> **Written instruction**:
Rewrite the items below, starting with the line that contains "Note to the class: identify the woman's smiling" and continuing through the end of the records, keeping every request as it is. Multiply each pixel coordinate in the answers by 1.6 and round to the nearest whole number, with halves rounded up.

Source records

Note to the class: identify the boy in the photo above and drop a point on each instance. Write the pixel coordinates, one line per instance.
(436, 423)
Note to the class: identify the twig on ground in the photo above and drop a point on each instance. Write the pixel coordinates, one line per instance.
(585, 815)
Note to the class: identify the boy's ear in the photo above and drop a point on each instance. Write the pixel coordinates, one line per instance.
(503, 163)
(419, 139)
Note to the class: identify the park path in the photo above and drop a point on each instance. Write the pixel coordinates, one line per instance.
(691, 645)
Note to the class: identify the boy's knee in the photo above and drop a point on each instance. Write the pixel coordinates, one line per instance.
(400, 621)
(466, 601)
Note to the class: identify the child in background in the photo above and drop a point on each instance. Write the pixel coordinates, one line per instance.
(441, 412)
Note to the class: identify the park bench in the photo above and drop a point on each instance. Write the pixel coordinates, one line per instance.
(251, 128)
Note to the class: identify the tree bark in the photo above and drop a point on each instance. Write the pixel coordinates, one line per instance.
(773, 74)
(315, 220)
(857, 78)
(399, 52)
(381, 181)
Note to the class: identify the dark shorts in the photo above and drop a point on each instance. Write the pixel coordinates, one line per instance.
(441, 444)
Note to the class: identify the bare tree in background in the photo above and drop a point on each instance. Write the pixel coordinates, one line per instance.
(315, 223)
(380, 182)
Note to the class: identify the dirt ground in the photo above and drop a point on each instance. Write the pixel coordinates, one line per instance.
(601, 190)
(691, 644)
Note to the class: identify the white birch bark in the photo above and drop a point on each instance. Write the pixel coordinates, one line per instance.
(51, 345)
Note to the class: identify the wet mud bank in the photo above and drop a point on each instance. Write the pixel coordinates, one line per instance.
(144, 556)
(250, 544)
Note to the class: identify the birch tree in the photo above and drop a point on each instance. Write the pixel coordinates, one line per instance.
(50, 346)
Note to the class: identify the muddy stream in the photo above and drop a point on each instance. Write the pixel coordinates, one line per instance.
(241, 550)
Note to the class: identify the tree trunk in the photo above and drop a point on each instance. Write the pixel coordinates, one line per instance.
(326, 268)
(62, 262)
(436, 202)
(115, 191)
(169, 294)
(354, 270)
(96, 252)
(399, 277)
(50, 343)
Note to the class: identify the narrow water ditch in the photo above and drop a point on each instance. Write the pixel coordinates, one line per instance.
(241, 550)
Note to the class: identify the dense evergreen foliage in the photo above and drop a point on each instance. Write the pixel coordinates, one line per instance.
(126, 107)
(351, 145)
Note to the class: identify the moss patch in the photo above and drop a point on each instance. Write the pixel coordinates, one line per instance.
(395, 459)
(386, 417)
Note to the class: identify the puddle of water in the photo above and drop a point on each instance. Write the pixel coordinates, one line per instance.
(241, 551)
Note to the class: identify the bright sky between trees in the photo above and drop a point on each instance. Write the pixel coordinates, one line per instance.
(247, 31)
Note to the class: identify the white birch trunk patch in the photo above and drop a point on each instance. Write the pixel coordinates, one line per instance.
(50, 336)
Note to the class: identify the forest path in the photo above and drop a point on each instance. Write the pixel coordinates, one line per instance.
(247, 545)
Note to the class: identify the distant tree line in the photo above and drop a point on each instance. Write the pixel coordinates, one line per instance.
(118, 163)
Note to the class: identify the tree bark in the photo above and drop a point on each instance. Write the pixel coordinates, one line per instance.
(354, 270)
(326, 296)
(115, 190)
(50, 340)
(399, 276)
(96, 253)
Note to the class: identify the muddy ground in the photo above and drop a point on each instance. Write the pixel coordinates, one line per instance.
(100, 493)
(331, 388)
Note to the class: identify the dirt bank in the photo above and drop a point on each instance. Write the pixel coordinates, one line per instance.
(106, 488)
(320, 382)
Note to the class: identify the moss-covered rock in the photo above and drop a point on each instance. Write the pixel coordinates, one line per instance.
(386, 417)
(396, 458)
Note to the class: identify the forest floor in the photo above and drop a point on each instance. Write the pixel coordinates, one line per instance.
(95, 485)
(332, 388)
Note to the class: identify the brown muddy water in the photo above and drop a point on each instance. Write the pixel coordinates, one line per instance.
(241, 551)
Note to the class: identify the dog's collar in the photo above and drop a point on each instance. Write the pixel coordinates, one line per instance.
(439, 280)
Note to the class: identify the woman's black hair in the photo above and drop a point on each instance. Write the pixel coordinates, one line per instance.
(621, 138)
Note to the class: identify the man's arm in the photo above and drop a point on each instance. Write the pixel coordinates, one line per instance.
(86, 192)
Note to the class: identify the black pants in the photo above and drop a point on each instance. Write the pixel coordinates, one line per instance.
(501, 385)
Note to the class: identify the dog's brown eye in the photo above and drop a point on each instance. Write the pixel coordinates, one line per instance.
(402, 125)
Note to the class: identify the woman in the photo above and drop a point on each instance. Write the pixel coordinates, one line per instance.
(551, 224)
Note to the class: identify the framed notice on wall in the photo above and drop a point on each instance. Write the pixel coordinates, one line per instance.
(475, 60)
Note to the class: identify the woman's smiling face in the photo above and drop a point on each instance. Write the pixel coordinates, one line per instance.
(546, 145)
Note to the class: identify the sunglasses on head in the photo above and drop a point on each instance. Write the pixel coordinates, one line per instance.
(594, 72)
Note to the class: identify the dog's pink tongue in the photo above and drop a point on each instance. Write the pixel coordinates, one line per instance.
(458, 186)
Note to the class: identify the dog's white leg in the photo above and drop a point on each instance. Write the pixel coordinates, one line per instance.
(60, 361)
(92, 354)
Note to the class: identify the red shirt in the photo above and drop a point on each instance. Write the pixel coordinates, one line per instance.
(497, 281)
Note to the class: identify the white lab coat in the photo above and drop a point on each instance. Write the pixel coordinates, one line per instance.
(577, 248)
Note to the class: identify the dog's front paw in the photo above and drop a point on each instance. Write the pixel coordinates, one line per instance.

> **Output of the exercise**:
Note to the class: identify the woman's smiling face in the photo above and drop a point on each instance. Write the pixel coordinates, one line per instance.
(874, 232)
Note to the class: identify the sunglasses on head in the photo above and drop a point on each instance. Write the pixel coordinates, one line per instance.
(950, 115)
Note to the class: identify the dog's pink tongue in the photo above and drop a point on each instance. Write the pixel coordinates, one line per instance.
(733, 298)
Note to the class: identify the dog's white leg in the photo above and drop a point on each instance. Write the pixel coordinates, one line per instance.
(96, 578)
(147, 566)
Note to the class: identify the red shirt in the photo above and drop a point on each instance. Write the pixel coordinates, one line per instance.
(795, 450)
Note to the class: identify the white lab coat in the photo above and drop a point on each instance. Write the pixel coordinates, one line per instance.
(923, 397)
Note to the class: identify the dog's front paw in the photo above and drop a point on each instance. Write the pixel coordinates, one line per instance.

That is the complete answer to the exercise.